■ **Collected data entries**:
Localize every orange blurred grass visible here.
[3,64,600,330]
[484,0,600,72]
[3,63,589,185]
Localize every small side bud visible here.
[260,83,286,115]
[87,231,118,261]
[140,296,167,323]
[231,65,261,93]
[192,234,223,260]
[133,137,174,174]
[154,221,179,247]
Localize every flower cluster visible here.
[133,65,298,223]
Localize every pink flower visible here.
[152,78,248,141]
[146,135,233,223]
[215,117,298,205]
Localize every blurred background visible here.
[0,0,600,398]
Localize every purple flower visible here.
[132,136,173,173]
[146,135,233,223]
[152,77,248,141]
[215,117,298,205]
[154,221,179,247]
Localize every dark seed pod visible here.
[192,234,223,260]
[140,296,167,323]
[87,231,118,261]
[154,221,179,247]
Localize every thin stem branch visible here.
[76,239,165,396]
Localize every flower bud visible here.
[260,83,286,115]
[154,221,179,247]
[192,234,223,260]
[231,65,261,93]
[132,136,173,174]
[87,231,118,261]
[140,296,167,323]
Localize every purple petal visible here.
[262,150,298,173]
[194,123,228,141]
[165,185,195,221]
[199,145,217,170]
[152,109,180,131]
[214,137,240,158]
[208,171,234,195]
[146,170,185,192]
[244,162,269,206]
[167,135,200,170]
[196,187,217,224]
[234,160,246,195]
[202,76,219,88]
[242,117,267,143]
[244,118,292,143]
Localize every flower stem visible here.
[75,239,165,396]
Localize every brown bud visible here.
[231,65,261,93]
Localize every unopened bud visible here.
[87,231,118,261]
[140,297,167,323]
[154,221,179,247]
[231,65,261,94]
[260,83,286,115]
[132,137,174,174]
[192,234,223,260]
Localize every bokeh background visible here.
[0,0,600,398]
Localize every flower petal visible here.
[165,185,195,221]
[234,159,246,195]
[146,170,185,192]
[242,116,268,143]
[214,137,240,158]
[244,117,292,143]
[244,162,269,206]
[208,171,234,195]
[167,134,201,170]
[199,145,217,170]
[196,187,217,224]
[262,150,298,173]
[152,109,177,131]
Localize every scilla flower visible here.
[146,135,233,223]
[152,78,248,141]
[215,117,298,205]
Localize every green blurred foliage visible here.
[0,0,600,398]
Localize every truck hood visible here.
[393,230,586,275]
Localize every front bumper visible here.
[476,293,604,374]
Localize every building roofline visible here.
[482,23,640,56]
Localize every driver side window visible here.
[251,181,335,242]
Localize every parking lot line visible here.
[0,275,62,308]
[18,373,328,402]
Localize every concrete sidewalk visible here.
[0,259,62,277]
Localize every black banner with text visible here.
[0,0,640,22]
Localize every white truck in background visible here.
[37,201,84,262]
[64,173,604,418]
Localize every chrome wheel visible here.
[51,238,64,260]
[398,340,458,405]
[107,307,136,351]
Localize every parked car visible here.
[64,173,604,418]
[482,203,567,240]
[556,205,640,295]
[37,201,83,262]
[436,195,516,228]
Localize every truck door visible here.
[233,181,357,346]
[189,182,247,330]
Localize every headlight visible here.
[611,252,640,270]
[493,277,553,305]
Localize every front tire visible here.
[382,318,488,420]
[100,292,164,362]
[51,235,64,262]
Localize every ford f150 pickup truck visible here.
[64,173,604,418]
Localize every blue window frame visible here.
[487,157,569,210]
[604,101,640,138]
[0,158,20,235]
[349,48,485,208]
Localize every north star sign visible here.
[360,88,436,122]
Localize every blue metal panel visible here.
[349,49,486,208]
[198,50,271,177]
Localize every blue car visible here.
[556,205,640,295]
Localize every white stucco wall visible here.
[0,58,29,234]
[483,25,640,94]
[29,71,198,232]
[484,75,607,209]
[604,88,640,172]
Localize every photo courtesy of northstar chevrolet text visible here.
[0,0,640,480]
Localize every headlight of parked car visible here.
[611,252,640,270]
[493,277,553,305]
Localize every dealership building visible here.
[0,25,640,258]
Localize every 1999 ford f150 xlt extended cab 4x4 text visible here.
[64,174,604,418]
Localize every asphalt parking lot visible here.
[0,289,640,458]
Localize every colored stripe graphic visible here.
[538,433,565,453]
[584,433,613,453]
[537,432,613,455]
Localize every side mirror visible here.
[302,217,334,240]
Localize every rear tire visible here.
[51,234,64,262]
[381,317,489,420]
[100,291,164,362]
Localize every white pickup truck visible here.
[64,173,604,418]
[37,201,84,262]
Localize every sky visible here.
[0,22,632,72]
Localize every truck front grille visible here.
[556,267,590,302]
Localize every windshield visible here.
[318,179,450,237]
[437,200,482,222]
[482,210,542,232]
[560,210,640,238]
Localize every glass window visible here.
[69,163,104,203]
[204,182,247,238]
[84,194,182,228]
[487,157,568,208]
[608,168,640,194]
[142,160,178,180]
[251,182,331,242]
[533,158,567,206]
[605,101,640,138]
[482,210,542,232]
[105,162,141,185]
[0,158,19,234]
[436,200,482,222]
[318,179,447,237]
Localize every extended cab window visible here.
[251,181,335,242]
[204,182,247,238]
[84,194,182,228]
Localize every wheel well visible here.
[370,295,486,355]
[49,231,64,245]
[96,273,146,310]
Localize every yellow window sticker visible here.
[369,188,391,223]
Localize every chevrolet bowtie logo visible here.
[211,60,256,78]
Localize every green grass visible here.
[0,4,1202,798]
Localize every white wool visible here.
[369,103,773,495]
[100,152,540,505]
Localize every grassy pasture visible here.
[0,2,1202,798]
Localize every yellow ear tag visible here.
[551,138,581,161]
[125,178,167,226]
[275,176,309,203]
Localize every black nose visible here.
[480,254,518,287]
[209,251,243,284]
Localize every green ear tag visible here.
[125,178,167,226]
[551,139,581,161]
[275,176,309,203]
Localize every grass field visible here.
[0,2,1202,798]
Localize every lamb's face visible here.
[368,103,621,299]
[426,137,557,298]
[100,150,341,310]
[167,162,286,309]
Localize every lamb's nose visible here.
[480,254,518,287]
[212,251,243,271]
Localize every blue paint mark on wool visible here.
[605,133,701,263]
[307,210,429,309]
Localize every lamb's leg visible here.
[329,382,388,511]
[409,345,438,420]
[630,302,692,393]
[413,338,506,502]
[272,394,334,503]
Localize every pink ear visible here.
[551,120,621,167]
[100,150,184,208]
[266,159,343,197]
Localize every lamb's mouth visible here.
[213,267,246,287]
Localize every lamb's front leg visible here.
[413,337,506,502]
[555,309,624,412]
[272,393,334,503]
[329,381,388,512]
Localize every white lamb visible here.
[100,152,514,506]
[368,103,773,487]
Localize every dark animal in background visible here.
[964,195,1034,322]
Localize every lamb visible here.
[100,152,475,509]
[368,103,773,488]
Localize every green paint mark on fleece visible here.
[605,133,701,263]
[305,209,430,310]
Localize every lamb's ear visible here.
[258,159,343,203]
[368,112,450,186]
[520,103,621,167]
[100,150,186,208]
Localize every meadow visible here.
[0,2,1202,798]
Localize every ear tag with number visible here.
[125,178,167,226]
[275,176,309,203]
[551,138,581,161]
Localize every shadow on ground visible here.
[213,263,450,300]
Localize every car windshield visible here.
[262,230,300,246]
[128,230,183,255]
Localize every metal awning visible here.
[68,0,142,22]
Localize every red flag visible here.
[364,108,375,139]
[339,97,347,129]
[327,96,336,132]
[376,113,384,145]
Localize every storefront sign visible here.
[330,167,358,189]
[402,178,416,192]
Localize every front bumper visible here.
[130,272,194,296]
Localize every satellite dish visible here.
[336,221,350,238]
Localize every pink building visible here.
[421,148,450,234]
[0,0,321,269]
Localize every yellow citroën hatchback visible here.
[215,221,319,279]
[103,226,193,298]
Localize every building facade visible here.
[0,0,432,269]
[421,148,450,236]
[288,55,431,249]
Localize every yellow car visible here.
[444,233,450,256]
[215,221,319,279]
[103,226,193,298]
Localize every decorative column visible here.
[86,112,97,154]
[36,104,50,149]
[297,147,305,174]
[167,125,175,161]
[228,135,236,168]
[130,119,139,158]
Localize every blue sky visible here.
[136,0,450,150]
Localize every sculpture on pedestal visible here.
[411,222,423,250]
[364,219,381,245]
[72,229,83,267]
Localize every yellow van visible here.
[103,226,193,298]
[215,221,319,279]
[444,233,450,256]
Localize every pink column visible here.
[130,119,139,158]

■ **REQUIREMENT**: Find every line in the material above that contains the string "lamb", matching case, and copy each such line.

■ **EXERCISE OUTPUT**:
Localize every lamb's face visible here.
Localize every lamb's nose visible here.
Localize every lamb's leg visible here.
Localize every lamb's mouth visible here.
Localize every lamb's front leg visible here.
Localize every white lamb visible here.
Localize every lamb visible here.
Localize every lamb's ear visible here.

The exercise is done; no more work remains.